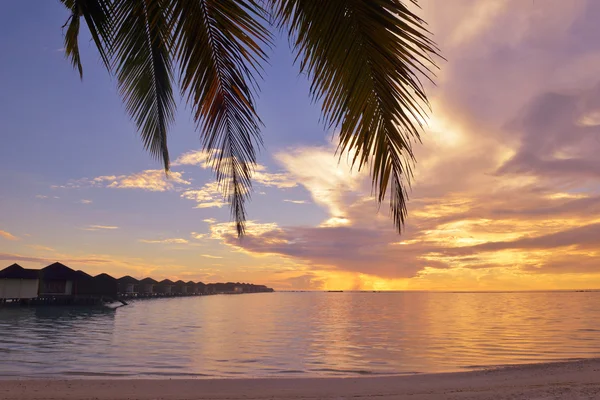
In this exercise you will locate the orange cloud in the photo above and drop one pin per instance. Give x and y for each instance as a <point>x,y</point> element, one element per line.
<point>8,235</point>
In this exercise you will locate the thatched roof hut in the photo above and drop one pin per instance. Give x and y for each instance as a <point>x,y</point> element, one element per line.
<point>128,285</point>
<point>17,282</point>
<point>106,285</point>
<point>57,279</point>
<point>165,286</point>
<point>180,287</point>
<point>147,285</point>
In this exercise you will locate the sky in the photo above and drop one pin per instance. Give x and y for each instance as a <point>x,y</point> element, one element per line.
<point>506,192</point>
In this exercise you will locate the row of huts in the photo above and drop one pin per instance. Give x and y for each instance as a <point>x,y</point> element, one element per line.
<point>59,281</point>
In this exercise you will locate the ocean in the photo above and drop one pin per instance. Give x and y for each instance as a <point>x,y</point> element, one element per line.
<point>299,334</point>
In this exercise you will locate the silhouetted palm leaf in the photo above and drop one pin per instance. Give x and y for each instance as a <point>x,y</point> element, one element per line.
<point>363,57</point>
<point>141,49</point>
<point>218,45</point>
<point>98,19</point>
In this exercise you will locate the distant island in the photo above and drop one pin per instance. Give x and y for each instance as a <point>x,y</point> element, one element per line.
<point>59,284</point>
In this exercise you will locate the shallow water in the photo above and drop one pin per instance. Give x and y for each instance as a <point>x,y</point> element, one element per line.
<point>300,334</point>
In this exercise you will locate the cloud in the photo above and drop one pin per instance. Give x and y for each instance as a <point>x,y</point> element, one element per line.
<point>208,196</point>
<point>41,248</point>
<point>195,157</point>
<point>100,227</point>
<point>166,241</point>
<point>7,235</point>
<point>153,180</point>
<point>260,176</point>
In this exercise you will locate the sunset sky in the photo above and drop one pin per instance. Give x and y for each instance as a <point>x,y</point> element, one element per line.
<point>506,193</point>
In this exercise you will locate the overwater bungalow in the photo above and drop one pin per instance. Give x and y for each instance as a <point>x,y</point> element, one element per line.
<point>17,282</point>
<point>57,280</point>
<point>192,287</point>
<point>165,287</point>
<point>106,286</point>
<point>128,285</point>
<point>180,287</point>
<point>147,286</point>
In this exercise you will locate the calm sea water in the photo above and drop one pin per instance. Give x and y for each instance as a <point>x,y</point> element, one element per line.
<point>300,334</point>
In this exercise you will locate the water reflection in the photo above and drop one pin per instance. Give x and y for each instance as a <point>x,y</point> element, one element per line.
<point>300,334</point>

********************

Action item — Return exactly the lines from the line bearing "In this exercise you will locate the calm" to the end of the records, inclusive of both; include no other lines.

Solution to this exercise —
In this exercise you will locate the calm sea water in the photo above and drop one pin per instance. Give x and y for each instance as a <point>x,y</point> element, one element per line.
<point>300,334</point>
In this exercise you will locate the water reflection in the photo above and drop one pin per instance. Give x and y for each instance as a <point>x,y</point> element, one element per line.
<point>300,334</point>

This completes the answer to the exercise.